# Problem details
Below are records; transcribe only the line with "Target: white cloud" and those after it, through the last line, without any change.

Pointing and labeling entries:
_ _ _ _
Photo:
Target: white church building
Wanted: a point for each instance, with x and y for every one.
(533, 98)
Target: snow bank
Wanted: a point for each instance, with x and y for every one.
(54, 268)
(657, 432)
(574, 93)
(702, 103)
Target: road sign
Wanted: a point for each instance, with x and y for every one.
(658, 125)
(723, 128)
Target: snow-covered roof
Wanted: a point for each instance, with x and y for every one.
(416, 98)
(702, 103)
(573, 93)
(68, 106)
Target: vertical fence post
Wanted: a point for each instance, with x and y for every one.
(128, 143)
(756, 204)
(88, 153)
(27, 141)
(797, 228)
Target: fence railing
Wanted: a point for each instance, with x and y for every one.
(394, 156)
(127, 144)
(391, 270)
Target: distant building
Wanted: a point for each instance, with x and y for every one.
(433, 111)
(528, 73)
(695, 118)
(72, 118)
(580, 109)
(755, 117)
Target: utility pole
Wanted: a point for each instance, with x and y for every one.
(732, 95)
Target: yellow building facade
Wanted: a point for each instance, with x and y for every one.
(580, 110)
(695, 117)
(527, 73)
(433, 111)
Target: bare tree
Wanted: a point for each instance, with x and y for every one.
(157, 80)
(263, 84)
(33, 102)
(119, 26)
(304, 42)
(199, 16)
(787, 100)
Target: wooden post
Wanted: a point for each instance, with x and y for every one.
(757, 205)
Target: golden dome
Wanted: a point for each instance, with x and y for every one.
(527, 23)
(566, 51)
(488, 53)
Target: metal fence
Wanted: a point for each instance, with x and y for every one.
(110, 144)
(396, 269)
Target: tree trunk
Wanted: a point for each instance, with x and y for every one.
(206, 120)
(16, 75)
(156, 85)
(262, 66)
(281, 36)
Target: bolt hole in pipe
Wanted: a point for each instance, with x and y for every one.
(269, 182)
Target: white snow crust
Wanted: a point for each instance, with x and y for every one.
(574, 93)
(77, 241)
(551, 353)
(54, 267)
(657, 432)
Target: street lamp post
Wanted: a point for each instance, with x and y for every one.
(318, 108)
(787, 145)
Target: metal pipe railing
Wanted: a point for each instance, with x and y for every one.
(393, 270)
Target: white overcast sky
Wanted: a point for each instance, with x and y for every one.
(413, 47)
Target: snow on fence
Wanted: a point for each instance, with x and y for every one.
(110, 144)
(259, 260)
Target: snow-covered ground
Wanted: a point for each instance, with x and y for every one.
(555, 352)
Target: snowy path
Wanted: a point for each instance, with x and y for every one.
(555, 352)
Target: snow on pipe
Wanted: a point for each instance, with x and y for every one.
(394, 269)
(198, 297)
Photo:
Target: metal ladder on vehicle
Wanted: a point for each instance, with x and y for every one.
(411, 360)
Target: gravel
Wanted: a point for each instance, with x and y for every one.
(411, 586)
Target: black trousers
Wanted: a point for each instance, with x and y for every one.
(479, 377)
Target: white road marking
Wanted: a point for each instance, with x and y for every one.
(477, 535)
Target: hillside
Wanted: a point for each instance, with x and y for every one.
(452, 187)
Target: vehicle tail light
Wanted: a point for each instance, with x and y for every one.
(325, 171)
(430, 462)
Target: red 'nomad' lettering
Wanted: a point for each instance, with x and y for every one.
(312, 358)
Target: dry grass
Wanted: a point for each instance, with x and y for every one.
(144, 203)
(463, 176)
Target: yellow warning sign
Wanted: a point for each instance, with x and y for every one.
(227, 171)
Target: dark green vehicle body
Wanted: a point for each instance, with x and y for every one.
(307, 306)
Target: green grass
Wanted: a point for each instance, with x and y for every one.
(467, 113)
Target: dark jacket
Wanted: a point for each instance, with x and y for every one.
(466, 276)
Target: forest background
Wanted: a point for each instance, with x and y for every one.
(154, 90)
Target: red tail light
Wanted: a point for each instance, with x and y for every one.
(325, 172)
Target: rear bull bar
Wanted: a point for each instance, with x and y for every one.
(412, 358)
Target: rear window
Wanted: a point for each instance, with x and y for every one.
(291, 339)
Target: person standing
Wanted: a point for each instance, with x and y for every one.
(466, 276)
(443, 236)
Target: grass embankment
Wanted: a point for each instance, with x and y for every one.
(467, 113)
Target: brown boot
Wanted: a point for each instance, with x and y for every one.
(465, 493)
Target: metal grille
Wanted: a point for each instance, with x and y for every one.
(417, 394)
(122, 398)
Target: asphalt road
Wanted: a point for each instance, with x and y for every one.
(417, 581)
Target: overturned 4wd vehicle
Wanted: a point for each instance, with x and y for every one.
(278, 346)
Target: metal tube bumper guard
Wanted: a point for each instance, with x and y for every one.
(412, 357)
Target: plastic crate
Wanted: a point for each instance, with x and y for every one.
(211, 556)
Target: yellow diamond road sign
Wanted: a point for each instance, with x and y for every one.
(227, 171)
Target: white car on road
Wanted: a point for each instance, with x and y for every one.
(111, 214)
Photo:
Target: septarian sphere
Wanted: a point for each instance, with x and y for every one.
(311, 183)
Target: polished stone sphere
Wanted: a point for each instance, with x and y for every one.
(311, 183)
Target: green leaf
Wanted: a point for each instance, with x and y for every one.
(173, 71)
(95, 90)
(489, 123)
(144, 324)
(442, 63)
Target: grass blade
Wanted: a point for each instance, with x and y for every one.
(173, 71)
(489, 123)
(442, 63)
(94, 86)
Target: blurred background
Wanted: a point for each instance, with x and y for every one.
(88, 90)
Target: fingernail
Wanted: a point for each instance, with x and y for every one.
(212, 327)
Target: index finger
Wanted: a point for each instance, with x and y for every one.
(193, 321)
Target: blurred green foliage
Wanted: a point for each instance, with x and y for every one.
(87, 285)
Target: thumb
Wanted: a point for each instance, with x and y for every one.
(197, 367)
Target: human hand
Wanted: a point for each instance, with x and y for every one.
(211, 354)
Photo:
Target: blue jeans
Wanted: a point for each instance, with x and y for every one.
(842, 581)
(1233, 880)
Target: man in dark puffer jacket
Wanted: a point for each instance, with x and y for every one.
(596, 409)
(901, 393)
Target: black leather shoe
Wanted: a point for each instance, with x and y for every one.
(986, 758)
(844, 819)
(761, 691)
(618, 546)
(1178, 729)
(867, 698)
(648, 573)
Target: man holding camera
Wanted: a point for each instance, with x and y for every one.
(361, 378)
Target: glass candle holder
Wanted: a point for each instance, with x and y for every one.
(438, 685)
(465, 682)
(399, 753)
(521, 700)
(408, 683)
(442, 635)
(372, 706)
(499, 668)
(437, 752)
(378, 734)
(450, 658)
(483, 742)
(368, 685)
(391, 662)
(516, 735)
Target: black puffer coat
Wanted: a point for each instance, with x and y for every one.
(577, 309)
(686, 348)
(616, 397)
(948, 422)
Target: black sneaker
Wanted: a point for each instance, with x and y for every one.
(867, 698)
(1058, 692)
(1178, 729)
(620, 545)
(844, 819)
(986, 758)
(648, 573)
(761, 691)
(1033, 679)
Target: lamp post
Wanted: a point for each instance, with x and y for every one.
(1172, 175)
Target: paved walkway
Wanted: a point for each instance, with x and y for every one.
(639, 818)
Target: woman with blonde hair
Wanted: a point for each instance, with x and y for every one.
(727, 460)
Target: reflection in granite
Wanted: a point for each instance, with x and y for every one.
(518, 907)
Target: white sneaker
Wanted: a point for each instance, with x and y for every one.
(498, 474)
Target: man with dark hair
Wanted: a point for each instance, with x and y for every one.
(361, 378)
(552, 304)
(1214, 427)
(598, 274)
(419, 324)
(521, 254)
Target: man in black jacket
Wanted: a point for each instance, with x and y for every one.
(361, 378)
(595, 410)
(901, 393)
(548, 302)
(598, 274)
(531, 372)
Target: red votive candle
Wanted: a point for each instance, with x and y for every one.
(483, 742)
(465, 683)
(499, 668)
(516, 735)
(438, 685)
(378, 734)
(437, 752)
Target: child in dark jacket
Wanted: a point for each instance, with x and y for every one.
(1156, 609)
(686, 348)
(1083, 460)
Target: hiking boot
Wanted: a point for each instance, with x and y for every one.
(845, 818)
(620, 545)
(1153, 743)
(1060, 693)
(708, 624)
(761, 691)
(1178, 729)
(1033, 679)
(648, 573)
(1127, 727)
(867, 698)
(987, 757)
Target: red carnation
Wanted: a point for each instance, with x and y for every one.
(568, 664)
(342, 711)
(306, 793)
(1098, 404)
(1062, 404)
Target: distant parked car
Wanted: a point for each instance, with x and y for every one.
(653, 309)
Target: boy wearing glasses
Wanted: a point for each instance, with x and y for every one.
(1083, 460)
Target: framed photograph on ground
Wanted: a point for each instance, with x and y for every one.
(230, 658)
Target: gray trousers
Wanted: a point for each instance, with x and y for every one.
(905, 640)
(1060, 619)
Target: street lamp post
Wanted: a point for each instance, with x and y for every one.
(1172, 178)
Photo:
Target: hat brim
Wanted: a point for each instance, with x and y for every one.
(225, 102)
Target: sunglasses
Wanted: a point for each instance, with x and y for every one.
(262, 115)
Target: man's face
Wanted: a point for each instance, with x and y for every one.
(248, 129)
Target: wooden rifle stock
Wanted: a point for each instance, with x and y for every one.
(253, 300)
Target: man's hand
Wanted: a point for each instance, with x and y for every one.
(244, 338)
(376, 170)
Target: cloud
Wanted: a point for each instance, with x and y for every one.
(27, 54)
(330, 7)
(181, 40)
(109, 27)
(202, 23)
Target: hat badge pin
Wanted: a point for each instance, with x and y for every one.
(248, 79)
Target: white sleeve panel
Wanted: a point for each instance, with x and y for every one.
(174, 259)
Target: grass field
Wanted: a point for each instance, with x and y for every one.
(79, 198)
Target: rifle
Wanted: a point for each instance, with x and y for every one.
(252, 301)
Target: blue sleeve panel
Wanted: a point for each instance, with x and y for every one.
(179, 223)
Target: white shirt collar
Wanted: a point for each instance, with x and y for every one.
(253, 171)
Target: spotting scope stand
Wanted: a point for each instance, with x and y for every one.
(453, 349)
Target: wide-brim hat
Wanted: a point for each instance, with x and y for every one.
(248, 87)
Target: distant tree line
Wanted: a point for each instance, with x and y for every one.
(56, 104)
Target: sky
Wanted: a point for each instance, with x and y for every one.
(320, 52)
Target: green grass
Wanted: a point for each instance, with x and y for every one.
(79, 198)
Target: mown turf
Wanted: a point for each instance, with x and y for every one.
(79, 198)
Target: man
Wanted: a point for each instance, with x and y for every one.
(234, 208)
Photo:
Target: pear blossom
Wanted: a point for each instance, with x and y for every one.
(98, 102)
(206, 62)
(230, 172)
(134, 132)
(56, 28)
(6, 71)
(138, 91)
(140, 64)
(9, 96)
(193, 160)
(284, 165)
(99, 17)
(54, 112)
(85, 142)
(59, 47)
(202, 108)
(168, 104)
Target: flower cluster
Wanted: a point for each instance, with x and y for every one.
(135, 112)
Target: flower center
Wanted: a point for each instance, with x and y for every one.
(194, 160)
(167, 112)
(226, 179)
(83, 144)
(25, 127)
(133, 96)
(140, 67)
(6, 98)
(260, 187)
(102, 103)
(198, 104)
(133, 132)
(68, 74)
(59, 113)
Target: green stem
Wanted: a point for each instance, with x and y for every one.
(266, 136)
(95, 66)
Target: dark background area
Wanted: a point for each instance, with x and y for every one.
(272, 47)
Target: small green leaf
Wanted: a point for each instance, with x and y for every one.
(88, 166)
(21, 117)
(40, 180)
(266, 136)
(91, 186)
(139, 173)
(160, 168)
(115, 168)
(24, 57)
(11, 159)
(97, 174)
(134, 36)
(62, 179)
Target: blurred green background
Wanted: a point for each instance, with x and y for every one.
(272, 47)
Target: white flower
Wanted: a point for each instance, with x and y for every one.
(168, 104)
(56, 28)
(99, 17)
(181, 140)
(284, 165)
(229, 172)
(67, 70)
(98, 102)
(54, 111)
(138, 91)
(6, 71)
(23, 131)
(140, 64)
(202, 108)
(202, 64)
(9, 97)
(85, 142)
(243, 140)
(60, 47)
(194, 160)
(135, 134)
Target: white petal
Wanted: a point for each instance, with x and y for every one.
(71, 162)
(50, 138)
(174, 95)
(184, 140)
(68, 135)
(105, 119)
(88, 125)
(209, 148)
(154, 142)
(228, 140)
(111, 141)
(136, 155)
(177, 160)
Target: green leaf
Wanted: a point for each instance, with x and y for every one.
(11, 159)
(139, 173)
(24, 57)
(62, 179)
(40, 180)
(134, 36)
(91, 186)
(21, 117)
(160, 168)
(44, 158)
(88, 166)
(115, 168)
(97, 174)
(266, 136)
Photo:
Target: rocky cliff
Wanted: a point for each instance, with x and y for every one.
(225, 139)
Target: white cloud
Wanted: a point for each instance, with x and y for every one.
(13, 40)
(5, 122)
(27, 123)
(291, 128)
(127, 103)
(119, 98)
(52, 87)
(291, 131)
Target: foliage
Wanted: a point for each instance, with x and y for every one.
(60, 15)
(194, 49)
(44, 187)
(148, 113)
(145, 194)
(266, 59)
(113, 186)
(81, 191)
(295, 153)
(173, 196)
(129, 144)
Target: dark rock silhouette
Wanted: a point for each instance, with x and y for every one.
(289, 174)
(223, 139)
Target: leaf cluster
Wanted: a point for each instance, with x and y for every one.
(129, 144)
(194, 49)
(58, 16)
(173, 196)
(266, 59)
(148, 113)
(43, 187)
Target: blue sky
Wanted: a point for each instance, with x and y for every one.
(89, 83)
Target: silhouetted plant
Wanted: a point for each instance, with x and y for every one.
_ _ _ _
# Result of the task
Target: white cloud
Wanted: a point for each instance, with x and y for every one.
(13, 40)
(5, 122)
(27, 123)
(291, 128)
(127, 103)
(119, 98)
(52, 87)
(291, 131)
Target: foliage
Wanted: a point for each instance, with x and y for every one.
(60, 15)
(194, 49)
(44, 187)
(148, 113)
(145, 194)
(266, 59)
(113, 186)
(81, 191)
(295, 153)
(173, 196)
(129, 144)
Target: dark rock silhouette
Wanted: a point for each instance, with x and y for every one.
(289, 174)
(223, 139)
Target: leaf cluster
Wanted: a point for each instance, with x and y for every one.
(129, 144)
(194, 49)
(58, 16)
(173, 196)
(266, 59)
(148, 113)
(43, 187)
Target: blue sky
Wanted: a point for each instance, with x and y for every one.
(89, 83)
Target: silhouetted plant
Wanted: a point for each instance, with x and y for every one.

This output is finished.